**EXERCISE 1**
In the passage on positional tracking, what does markerless tracking observe to work out the camera's position and orientation?
**EXERCISE 2**
Edit the positional tracking passage, starting at the words "This is usually" and ending after "decently sized playspace.", so that "sensors" is replaced with "detectors" throughout that span.
**EXERCISE 3**
Could you carry on the passage about positional tracking methods from the point where it stops?

Top of QUOTED PASSAGE

This positional tracking type is commonly used when you want to track the position of motion controller accessories and head-mounted displays for the purposes of virtual reality. The camera is actually located on the particular device that is being tracked, and is commonly used where the device wants to determine any changes in position made according to the environment. As the headset moves, sensors make adjustments so that the virtual environment will be able to respond to that change in real-time. Its advantages include a “cableless” experience: freeing up users from cables and external hardware. This kind of tracking requires higher computational power; potentially increasing latency and reducing quality.
This is usually referred to as a method of optical tracking where cameras, or other sensors and accessories are placed in a stationary position so that it can be oriented towards the headset, or the tracked object. (e.g. Vive “Lighthouses”) There are intersecting visual ranges defined in a designated area so that the camera can track the movement accordingly. In other words, the object is observed using the tracking device from the outside. Infrared markers are commonly used to detect the type of light in the visible light spectrum. With the external lighthouses being powered individually, it achieves a low latency system. However, occlusion and viewing ranges of the sensors require you to have a decently sized playspace.
This method, as the name implies, does not rely on the use of specific optical markers, thus making it a more flexible method over its marker-based counterparts. Markerless Tracking relies on the method of observing its environment to calculate the position and orientation of the camera. Users can walk freely in a space or even in a new environment while still receiving the positional feedback. This implies that the applicability range is also expanded. Factors that may affect markerless tracking can be textural or geometric shapes of objects, backgrounds, reflections, and light positions.

Bottom of QUOTED PASSAGE
Top of RAW DATA

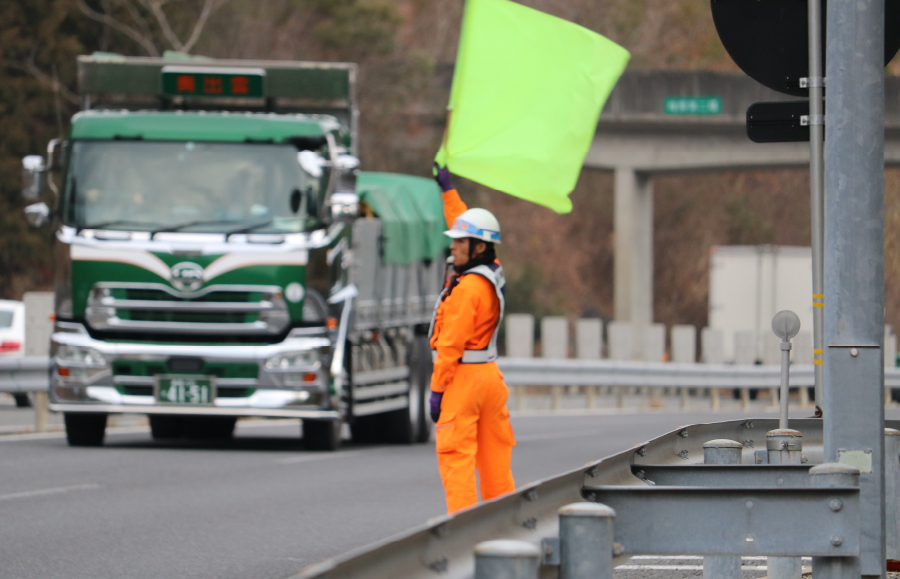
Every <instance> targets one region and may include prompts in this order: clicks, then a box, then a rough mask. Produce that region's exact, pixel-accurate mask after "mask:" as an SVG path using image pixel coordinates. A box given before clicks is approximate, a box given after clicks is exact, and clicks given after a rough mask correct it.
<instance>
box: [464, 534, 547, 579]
mask: <svg viewBox="0 0 900 579" xmlns="http://www.w3.org/2000/svg"><path fill="white" fill-rule="evenodd" d="M540 561H541V552H540V550H539V549H538V548H537V547H535V546H534V545H532V544H531V543H525V542H523V541H485V542H484V543H479V544H477V545H476V546H475V579H537V577H538V566H539V565H540Z"/></svg>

Bottom of RAW DATA

**RESPONSE BOX 1**
Its environment.

**RESPONSE BOX 2**
This is usually referred to as a method of optical tracking where cameras, or other detectors and accessories are placed in a stationary position so that it can be oriented towards the headset, or the tracked object. (e.g. Vive “Lighthouses”) There are intersecting visual ranges defined in a designated area so that the camera can track the movement accordingly. In other words, the object is observed using the tracking device from the outside. Infrared markers are commonly used to detect the type of light in the visible light spectrum. With the external lighthouses being powered individually, it achieves a low latency system. However, occlusion and viewing ranges of the detectors require you to have a decently sized playspace.

**RESPONSE BOX 3**
Markerless Inside-Out Tracking
This type of markerless tracking provides users with increased mobility for its users, while the computer calculates the headset's position using depth, acceleration, and other signals, without using the so-called fixed point of reference. This system prevents any occlusion too, which is a common problem with marker-based tracking. Markerless inside-out positional tracking also doesn’t need the use of external cables and sensors, but rather depends on the use of a light emitter.
Markerless Outside-In Tracking
This is one of the technologies already available to consumers even before the use of VR devices. Among non-VR systems that used this technology is Playstation's EyeToy: released in 2003, and that of Kinect from Xbox that was released in 2010. This system allowed for mounting of cameras in the environment, which will then be aimed at the user. Movements of the user are tracked without depending on any type of hardware or markers.
All in all, these positional tracking types are what allows VR to function in accurate ways according to your real-world movement. Hopefully this article will enable you to pinpoint which technology will work to your advantage while enjoying VR.